Extracted data entries:
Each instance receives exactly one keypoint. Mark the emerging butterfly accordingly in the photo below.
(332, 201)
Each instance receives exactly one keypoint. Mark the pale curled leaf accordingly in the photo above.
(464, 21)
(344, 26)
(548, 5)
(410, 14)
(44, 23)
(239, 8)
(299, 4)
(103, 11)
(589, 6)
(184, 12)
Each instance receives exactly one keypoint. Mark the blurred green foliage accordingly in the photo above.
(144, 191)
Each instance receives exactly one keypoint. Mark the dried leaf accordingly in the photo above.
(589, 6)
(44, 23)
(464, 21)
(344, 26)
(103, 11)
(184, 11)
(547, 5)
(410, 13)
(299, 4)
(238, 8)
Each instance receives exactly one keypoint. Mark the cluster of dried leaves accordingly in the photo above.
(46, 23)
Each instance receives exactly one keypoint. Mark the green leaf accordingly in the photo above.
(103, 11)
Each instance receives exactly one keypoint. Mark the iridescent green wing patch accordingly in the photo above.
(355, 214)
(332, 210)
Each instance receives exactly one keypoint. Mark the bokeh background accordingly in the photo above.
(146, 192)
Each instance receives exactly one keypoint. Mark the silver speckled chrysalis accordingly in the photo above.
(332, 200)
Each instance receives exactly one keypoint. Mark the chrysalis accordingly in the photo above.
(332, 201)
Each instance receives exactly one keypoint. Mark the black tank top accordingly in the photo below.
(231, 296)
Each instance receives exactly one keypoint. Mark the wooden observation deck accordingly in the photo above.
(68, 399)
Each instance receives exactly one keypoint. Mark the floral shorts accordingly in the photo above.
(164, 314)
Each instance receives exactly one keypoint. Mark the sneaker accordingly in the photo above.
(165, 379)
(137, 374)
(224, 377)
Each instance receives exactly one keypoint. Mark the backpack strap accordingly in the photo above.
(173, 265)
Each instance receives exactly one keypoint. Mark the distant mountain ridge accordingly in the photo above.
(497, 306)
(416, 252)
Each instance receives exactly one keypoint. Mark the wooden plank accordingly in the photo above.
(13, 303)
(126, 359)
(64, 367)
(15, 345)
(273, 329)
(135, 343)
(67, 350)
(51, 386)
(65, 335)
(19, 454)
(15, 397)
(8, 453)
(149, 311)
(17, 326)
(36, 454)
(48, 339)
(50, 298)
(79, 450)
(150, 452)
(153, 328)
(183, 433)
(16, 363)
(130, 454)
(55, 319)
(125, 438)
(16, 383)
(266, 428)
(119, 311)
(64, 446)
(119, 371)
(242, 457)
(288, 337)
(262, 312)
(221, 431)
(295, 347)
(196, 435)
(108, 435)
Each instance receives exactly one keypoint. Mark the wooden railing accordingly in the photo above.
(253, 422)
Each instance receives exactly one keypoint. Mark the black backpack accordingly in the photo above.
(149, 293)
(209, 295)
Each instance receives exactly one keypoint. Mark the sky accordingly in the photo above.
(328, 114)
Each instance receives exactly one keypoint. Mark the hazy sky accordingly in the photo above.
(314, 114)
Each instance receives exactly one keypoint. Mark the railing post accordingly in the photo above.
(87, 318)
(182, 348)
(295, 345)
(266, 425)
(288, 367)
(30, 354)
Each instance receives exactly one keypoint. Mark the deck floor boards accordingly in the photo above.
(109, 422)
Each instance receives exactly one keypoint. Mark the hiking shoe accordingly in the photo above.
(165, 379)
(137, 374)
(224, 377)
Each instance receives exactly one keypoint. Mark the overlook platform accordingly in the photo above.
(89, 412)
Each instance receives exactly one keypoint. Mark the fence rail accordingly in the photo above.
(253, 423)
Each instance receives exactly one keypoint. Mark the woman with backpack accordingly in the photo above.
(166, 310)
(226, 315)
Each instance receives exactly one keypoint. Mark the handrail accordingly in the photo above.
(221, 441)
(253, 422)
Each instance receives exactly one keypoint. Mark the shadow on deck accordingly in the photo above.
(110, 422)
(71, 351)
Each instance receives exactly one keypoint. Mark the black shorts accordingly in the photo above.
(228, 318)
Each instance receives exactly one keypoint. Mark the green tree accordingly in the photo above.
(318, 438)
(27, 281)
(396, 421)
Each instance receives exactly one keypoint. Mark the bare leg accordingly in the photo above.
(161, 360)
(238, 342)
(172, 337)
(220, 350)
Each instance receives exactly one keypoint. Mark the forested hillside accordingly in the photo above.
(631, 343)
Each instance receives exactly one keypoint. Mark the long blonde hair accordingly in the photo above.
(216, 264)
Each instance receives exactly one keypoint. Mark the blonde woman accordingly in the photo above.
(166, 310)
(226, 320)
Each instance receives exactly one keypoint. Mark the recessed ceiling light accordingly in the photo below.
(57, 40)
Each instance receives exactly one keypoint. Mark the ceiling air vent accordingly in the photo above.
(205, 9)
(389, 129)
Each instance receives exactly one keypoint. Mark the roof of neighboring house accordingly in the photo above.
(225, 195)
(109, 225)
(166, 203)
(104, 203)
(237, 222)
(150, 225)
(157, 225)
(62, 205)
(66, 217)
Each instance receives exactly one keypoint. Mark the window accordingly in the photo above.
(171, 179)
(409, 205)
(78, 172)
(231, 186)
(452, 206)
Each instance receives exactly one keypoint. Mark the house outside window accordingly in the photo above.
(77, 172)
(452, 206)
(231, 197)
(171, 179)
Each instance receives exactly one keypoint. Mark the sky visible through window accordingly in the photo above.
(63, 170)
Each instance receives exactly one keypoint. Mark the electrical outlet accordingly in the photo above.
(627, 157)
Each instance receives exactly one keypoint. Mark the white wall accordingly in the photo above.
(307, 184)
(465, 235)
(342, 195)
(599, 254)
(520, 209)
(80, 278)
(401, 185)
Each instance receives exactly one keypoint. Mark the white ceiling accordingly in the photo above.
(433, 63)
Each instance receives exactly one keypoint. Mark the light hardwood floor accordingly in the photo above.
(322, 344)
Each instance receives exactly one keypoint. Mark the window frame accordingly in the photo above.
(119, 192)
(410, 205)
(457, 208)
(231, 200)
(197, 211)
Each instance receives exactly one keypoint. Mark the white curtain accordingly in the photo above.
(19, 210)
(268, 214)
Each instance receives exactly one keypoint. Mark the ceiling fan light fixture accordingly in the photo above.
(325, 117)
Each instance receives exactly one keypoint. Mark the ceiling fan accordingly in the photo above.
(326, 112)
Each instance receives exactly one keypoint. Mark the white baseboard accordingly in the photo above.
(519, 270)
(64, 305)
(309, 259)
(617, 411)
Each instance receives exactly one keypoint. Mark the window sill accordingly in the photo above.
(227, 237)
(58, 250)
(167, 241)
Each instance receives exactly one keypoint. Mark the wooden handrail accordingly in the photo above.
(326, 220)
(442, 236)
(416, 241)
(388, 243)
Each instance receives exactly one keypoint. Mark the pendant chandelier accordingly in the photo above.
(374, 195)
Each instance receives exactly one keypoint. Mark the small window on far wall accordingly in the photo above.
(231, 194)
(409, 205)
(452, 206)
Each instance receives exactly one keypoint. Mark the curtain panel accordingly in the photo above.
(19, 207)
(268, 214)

* * *

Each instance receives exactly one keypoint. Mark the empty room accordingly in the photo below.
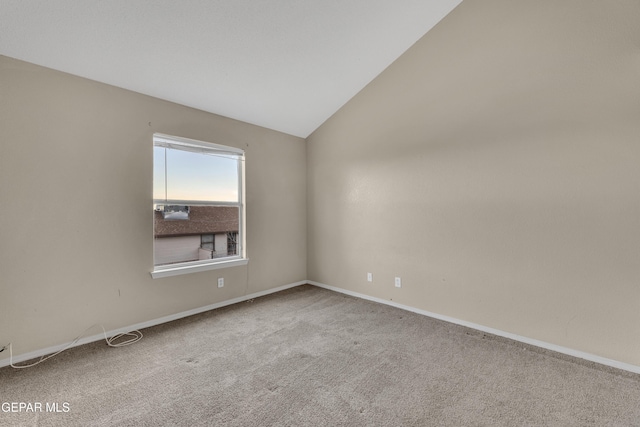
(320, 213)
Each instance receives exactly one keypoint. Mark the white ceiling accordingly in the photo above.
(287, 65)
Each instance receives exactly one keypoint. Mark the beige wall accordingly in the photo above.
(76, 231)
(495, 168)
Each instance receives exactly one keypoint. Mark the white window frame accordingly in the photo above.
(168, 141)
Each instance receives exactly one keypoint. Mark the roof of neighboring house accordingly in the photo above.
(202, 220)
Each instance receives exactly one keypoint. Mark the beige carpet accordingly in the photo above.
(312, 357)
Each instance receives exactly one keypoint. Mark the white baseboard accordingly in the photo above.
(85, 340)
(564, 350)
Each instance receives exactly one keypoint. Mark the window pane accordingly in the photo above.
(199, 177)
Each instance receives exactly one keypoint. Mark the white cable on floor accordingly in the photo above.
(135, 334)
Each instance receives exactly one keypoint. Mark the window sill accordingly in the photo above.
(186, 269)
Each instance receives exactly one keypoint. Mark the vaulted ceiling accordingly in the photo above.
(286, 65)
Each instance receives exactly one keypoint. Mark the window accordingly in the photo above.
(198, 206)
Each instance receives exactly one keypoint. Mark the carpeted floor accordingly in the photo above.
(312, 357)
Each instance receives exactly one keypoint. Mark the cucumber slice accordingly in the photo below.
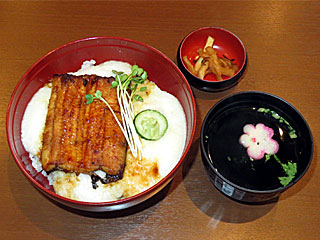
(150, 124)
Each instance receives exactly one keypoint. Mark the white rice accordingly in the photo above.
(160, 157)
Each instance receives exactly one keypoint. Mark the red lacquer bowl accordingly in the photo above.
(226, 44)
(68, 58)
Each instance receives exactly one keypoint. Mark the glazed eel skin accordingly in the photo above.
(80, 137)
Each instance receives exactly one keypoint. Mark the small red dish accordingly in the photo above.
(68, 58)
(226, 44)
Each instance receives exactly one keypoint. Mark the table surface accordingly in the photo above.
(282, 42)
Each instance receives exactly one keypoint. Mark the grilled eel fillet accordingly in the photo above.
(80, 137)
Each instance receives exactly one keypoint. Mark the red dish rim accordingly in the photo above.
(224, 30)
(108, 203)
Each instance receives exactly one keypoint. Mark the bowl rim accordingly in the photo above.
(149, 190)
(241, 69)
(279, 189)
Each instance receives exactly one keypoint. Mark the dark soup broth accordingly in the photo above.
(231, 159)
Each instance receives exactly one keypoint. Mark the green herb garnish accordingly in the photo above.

## Work request:
Print, from the entries above, the line with "bowl accordingly in the photo above.", the line with "Each instance receives exactly one keypoint. Mark the green herb" and all lines between them, exactly and with nothing else.

## Reply to the task:
Each instance receives exactly one keypoint. Mark the red lacquer bowl accordingly in the photo above.
(226, 44)
(68, 58)
Each instance receives exactly one keypoint. Mark the glazed eel skin accordingly in the photo above.
(80, 137)
Each instance receives exactly one keypoint. Mark the small red dish accordingly in the photo above.
(68, 58)
(226, 44)
Each instance receives exactly one keypoint. Mark the table surface accordingly in the photo above.
(282, 42)
Each instance receives exactly one keypoint. Mark the grilled eel fillet accordingly in the photo above.
(80, 137)
Each instance receives exactly one keypoint. Mark the red dish rim accordingly in the photo above.
(224, 30)
(108, 203)
Each instance receives exactly one keypoint. Mark the bowl rim accordingly in the photo above.
(149, 190)
(241, 69)
(279, 189)
Each instance receives exactly one keypoint. Mark the dark soup broth accordingly in the photo above.
(231, 159)
Each instance receives exactly one keypoint. Mark the green herb garnish accordingly in the photo above.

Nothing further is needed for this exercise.